- _Required task_
Copy out every one of the following lines word for word.

Excerpts of location labeling data:
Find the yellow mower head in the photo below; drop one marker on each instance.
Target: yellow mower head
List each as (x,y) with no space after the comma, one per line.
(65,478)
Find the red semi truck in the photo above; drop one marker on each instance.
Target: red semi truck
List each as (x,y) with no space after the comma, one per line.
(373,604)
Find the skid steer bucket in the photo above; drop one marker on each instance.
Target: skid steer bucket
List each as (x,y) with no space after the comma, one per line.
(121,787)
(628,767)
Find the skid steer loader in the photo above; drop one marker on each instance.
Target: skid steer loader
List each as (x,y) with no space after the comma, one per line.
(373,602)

- _Written answer_
Find the yellow mower head in the photo below; drop one marker on each instance.
Target: yellow mower head
List each as (x,y) with no space after the comma, one per line.
(65,478)
Find the red semi truck in the photo above; drop one marker on each instance.
Target: red semi truck
List each as (x,y) with no space after the comma, one per line.
(373,604)
Find the skid steer bucket in the photo above; drop one marker on each instance.
Target: skid steer bucket
List each as (x,y) with no space after the comma, one per line.
(121,787)
(628,767)
Find the skid steer loader in the photo above; drop one marker on each instance.
Target: skid steer loader
List each as (x,y) with no space after the comma, one per line.
(373,602)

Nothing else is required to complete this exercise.